==== EXTRACTED INFORMATION
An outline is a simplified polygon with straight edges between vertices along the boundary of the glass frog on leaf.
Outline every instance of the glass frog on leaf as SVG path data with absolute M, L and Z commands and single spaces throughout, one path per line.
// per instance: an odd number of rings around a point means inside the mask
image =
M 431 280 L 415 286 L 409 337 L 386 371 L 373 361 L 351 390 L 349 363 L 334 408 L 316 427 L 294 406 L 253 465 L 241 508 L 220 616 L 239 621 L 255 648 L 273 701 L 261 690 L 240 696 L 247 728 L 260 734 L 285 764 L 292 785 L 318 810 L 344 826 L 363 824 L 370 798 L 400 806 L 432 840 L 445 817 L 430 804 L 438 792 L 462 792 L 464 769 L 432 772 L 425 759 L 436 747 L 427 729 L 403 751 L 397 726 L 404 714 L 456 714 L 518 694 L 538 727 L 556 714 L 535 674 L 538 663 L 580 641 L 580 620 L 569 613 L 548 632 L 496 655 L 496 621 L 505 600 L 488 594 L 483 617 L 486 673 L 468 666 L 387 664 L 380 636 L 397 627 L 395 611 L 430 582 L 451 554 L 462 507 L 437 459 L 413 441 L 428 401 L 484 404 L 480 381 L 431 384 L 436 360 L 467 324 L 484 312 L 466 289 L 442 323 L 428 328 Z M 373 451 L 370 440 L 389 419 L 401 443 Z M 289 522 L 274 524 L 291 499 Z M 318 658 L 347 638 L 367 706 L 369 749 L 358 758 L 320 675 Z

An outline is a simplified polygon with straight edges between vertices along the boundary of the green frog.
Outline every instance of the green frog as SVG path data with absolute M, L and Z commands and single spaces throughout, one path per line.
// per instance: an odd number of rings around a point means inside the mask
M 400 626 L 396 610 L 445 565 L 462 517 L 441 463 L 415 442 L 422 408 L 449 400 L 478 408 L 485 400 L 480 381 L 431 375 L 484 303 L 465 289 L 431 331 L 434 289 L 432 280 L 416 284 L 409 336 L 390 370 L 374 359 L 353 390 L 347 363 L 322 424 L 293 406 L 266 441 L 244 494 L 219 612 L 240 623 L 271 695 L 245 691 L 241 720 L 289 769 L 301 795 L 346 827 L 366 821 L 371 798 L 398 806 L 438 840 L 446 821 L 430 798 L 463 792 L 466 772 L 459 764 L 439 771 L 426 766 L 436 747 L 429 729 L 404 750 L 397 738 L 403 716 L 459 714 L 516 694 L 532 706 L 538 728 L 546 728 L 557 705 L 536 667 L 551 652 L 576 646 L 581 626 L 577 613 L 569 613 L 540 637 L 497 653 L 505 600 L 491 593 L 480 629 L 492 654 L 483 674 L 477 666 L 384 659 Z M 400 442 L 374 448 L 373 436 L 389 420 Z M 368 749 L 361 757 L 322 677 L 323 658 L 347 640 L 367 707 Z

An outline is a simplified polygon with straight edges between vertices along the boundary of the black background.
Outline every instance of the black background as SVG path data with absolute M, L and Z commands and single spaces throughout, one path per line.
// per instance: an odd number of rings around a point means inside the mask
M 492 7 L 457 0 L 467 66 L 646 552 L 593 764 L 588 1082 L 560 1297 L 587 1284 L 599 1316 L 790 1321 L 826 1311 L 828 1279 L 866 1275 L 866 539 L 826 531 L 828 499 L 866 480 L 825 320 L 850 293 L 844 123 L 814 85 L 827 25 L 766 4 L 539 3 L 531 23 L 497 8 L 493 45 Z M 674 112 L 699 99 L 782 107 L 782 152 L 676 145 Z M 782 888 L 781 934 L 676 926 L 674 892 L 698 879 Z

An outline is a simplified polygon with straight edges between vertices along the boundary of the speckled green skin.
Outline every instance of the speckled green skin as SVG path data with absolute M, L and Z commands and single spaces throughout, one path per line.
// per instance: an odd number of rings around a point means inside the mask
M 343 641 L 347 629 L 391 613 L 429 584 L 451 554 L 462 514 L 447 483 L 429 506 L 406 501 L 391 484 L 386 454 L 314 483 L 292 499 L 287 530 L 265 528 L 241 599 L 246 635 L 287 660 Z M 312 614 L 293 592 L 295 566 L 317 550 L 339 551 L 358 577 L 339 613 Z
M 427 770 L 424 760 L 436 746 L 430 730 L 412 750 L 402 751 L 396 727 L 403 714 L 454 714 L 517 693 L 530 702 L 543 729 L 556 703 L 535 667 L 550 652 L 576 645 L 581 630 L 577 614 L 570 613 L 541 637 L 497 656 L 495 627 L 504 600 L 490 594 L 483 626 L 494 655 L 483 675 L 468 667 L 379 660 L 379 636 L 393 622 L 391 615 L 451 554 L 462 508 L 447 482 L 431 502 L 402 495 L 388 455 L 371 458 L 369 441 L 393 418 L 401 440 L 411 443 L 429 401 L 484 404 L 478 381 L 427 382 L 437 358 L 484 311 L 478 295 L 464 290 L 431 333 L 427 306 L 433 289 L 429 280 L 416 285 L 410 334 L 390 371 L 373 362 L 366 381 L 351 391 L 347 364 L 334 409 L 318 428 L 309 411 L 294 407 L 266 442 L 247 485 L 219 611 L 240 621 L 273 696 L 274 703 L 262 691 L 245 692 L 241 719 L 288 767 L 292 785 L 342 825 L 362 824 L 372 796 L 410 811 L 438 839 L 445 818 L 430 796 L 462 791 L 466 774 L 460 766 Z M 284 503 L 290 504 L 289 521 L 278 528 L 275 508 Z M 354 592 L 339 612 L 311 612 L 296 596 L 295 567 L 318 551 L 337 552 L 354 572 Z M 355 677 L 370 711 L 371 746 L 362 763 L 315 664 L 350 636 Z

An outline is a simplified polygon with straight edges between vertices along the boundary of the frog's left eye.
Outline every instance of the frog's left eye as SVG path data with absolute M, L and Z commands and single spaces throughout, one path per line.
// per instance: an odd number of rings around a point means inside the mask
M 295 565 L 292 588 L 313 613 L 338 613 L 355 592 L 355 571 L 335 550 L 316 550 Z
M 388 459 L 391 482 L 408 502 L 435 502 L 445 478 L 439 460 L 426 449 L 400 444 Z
========
*ACTION ITEM*
Your task is to copy each line of the data above that holds "skin".

*RESULT OF THIS TASK*
An outline is a simplified polygon with straight edges between vertices along the boundary of the speckled green skin.
Outline every instance of the speckled green skin as SVG path data with absolute M, L and Z commands and single spaces throughout, one path per line.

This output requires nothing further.